***** Dataset content
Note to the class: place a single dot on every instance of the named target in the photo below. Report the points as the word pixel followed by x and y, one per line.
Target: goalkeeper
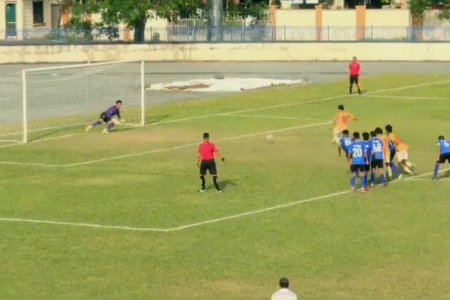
pixel 108 117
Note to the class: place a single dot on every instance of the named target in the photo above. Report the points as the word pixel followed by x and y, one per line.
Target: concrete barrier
pixel 228 52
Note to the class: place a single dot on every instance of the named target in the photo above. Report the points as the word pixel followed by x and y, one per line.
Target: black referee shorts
pixel 208 166
pixel 104 118
pixel 354 79
pixel 444 157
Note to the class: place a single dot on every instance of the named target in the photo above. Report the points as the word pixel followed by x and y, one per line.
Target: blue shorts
pixel 358 168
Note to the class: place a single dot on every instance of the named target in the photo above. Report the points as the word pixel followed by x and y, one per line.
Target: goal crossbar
pixel 96 87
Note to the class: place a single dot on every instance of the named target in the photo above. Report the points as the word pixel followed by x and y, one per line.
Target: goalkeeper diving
pixel 109 117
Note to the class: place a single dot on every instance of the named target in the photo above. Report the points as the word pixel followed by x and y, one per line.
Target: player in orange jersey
pixel 386 151
pixel 340 123
pixel 402 151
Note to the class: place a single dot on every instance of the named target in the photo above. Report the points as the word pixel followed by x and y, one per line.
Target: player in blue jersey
pixel 377 161
pixel 108 117
pixel 366 138
pixel 443 153
pixel 344 142
pixel 357 159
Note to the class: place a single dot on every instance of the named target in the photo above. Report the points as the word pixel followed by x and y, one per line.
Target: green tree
pixel 135 13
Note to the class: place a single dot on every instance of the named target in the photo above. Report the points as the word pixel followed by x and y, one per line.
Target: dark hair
pixel 284 283
pixel 366 136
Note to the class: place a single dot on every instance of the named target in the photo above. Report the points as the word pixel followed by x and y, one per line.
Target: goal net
pixel 53 100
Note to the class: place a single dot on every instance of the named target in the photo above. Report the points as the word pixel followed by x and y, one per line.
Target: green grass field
pixel 124 219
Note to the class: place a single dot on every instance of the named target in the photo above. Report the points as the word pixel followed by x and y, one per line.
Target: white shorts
pixel 402 155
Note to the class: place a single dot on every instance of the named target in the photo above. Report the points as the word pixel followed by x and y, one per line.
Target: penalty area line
pixel 207 222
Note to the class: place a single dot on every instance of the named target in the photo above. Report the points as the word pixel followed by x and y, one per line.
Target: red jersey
pixel 354 68
pixel 206 150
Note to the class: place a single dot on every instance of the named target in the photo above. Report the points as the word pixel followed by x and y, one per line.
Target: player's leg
pixel 353 171
pixel 440 161
pixel 373 165
pixel 97 123
pixel 203 169
pixel 350 89
pixel 357 84
pixel 111 124
pixel 362 173
pixel 381 170
pixel 408 163
pixel 402 157
pixel 337 134
pixel 213 172
pixel 366 173
pixel 393 166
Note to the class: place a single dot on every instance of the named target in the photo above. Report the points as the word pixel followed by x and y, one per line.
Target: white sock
pixel 407 170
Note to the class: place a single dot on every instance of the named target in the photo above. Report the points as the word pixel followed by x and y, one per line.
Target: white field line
pixel 207 222
pixel 223 114
pixel 164 149
pixel 405 97
pixel 256 109
pixel 194 144
pixel 429 179
pixel 273 117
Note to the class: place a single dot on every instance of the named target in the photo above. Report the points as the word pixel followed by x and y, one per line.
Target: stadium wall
pixel 228 52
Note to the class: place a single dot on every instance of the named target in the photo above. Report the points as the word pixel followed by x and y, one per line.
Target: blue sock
pixel 383 179
pixel 352 182
pixel 396 169
pixel 436 170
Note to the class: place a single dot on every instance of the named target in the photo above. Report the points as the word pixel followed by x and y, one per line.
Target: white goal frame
pixel 25 131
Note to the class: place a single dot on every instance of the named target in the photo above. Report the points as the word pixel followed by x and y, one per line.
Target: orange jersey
pixel 341 120
pixel 385 142
pixel 398 144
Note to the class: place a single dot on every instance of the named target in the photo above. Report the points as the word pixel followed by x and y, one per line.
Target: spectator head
pixel 284 283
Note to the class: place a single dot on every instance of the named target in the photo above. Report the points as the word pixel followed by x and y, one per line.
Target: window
pixel 38 11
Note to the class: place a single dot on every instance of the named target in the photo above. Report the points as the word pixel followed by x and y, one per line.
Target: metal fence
pixel 258 33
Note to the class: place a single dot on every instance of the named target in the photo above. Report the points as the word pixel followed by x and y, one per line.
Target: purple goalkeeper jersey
pixel 112 111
**********
What you should do: Since the pictures are not wanted, transcribe only the rest of the material above, exactly as it stands.

Result of this exercise:
Note to the class: place a single dot on every instance of the named target in the photo below. Report the points as the word pixel followed by x and y, one per line.
Target: goalkeeper
pixel 108 117
Note to the class: place a single dot on every instance of the named target in the photo above. Report the points as the word pixel followed by x and y, one per line.
Target: concrete barrier
pixel 228 52
Note to the class: place a single dot on every instance of the named target in the photo above. Report the points as the word pixel followed by x and y, one per line.
Target: black referee shorts
pixel 208 166
pixel 104 118
pixel 354 79
pixel 444 157
Note to the class: place a single dot on every instance of the named target in the photo above. Report the points as the word pixel followed by x and y, one per line.
Target: blue shorts
pixel 358 168
Note to the class: place a single dot on every instance of the named target in the photo above. Report the points as the word pixel followed by x and y, one per line.
Target: goal crossbar
pixel 96 87
Note to the class: place a single dot on every instance of the named target in the photo above. Report the points as the word pixel followed by x and y, one per line.
Target: goalkeeper diving
pixel 109 117
Note to the class: place a single dot on every instance of the named target in the photo above. Report the points as the word pixel followed by x and y, one per line.
Target: player in orange jersey
pixel 386 151
pixel 340 123
pixel 402 151
Note to the class: place a single dot on every instance of the named target in the photo above. Report the points as the word pixel followed by x and y, one per line.
Target: player in blue jersey
pixel 377 161
pixel 108 117
pixel 366 138
pixel 443 153
pixel 344 142
pixel 357 159
Note to the class: place a single dot on every instance of the named target in the photo above. Report the points as the word pixel followed by x and y, one per line.
Target: green tree
pixel 135 13
Note to the class: place a single dot on every instance of the named target in the photo above. Report the points as the word pixel followed by x and y, one per line.
Target: dark hair
pixel 284 283
pixel 366 136
Note to the class: place a single dot on every instance of the named target in the photo above. Report the points as the word pixel followed by x and y, one per line.
Target: goal net
pixel 53 100
Note to the class: place a single dot on every instance of the named target in the photo above. Report the points as the word pixel followed by x and y, one per line.
Target: green grass field
pixel 124 219
Note to the class: place a single dot on every instance of the named target in the photo above. Report the points as the word pixel followed by x and y, one per line.
Target: white shorts
pixel 402 155
Note to the class: place a single dot on every instance of the named target in the photo above. Report the points as the word pixel followed by x and y, one per line.
Target: penalty area line
pixel 207 222
Note to the class: place a single dot on every instance of the named target in the photo above. Report the points as the word pixel followed by x and y, one per line.
Target: red jersey
pixel 354 68
pixel 206 150
Note to the class: place a single dot on every instance of the named target in the photo above. Report the points as the word pixel followed by x and y, one per line.
Target: player's leg
pixel 353 171
pixel 440 161
pixel 373 165
pixel 97 123
pixel 203 169
pixel 350 89
pixel 357 84
pixel 111 124
pixel 362 173
pixel 381 170
pixel 408 163
pixel 402 157
pixel 337 134
pixel 213 172
pixel 366 173
pixel 393 166
Note to the class: place a single dot on every instance of the named target in the photo above. Report the points as the word pixel followed by x and y, one per line.
Target: white sock
pixel 407 170
Note to the class: place a single dot on every instance of the named target in the photo above. Report the points as the word pixel followed by x and y, one per line.
Target: white field line
pixel 207 222
pixel 223 114
pixel 164 149
pixel 405 97
pixel 256 109
pixel 194 144
pixel 429 179
pixel 273 117
Note to the class: place a single dot on every instance of the named target in the photo above. Report the points as the word pixel followed by x and y, one per line.
Target: stadium wall
pixel 228 52
Note to the class: place a single dot on every instance of the named target in the photo above. Report the points as the word pixel followed by x and y, one per line.
Target: blue sock
pixel 383 179
pixel 352 182
pixel 396 169
pixel 436 170
Note to the class: place a single dot on every instance of the named target in the photo above. Report the points as the word pixel followed by x and y, one per line.
Target: white goal frame
pixel 25 131
Note to the class: place a single dot on every instance of the named target in the photo above. Report the points as the word pixel followed by x and y, one per line.
Target: orange jersey
pixel 341 120
pixel 385 142
pixel 398 144
Note to the class: place a single dot on every instance of the named target in the photo above. Report the points as the word pixel followed by x and y, one per line.
Target: spectator head
pixel 284 283
Note to the class: place a single dot on every instance of the named target in the photo above. Report the points as the word pixel followed by x and y, one per line.
Target: window
pixel 38 11
Note to the class: place a single dot on every instance of the named target in the photo above. Report the points as the word pixel followed by x and y, one per line.
Target: metal fence
pixel 258 33
Note to the class: place a single dot on every instance of the named target in the photo above. Report the points as the word pixel followed by x and y, one per line.
Target: purple goalkeeper jersey
pixel 112 111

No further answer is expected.